Short task A
Print the span of the DEQ solver thread that begins at the words "Let me know if this" and stops after the words "Broyden's method now.".
Short task B
For each statement below, say yes or no to whether it agrees with the DEQ solver thread, and quote the words from the thread that decide it. (i) A value of ||f(z)-z||/||f(z)|| below 0.05 at the end of the solver iterations counts as good convergence. (ii) The Broyden implementation builds the full J^{-1} matrix. (iii) Training on 8 GPUs cut the training time by half.

Passage provided
- - - - -

I have also encountered this, but only very very sparsely. I usually deal with this by one of the following methods: 1) slightly increasing the lam factor in the anderson function; 2) catching this exception (i.e., using try and except) and switch to a stronger solver like Broyden's method; or 3) applying some sort of DEQ stabilization (e.g., Jacobian regularization or auxiliary losses).

This anderson error usually happens as a result of the growing instability of the DEQ models. You probably want to check first whether the model converges properly for most of the time (i.e., measure ||f(z)-z||/||f(z)||; if this is <0.05 at the end of the solver iterations, then it's good convergence). If stability is an issue, fix it; if not, then I suggest you go with approaches (1) and (2) first.

Let me know if this helps!

Thank you very much for your answer,

I'm learning the combination of SNN and DEQ, which may be unstable. I've changed to your Broyden's method now.

At first, I learned from your tutorial on Colab. The Anderson code above is directly aimed at 4 dimensions. I don't understand the code of Broyden's solver, and it's difficult to understand the transformation of Broyden's data shape.

Hi @Maybe2022 ,

You probably want to consider some of the stabilization techniques then. Besides the Jacobian regularization, another method is to apply auxiliary losses on the fixed-point solving process. E.g., typically we do L(z*, y) where z*=z^{30} is the result of the root-solving; but we can also additionally add 0.2 * L(z^{10}, y) as an extra loss term that encourages the model to converge earlier. This extra loss is memory inefficient due to IFT, so you can apply a JFB on it (see this paper).

As for Broyden's method, I'm really just following the Sherman-Morrison formula in Wikipedia, see here. Note that we should never form the J^{-1} matrix, but only keep a low-rank-update version of it (i.e., -I + u1v1^T + u2v2^T + ...).

Let me know if you want me to clarify further!

Thank you very much for your help. I'm trying these technologies you introduced.

Another doubt is that when I try multi GPUs training, the acceleration effect is not obvious; For example, when I use 8 GPUs for training, the training time is only reduced by half. Is this caused by too much CPU participation in fixed point iteration? How to solve it?

Thank you very much.

- - - - -

[Items listed in a dataset]

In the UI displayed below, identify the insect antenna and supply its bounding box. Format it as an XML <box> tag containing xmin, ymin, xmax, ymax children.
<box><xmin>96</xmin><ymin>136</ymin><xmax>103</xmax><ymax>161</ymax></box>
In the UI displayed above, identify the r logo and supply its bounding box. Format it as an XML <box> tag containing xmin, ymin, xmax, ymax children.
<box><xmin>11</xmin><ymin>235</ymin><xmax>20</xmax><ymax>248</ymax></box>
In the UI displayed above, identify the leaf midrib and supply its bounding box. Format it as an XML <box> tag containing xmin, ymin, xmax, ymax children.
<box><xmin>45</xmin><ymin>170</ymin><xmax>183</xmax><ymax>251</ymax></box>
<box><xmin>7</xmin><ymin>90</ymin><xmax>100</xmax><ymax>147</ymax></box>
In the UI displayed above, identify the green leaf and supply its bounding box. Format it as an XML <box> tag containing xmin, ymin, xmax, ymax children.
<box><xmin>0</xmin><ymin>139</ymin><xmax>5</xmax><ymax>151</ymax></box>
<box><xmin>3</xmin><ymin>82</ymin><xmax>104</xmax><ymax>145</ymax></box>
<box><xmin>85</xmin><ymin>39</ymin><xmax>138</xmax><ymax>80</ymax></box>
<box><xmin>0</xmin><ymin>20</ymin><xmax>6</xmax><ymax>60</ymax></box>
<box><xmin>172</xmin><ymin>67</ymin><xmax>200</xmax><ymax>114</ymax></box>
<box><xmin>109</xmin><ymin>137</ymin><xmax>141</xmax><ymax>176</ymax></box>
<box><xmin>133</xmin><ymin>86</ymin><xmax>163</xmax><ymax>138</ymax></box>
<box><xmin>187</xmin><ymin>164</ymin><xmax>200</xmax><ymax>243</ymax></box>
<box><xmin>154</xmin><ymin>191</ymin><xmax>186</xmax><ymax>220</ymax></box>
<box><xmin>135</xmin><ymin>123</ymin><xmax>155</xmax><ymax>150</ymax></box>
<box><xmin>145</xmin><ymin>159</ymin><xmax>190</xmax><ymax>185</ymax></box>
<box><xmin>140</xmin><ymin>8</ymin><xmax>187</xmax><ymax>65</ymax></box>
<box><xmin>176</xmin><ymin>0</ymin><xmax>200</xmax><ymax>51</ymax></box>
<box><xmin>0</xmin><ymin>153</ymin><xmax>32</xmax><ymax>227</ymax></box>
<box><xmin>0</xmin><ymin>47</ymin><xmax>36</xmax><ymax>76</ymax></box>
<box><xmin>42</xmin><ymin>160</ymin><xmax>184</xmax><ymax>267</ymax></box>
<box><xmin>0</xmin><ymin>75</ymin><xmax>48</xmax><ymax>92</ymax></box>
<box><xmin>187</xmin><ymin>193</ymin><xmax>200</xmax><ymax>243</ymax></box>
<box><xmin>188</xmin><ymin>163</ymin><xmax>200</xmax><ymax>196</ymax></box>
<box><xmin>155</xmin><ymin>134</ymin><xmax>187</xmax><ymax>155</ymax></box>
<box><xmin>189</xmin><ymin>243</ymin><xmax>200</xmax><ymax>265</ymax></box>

- - - - -

Correct answer A
Let me know if this helps!

Thank you very much for your answer,

I'm learning the combination of SNN and DEQ, which may be unstable. I've changed to your Broyden's method now.

Correct answer B
(i) Yes: "if this is <0.05 at the end of the solver iterations, then it's good convergence"
(ii) No: "Note that we should never form the J^{-1} matrix, but only keep a low-rank-update version of it"
(iii) Yes: "when I use 8 GPUs for training, the training time is only reduced by half"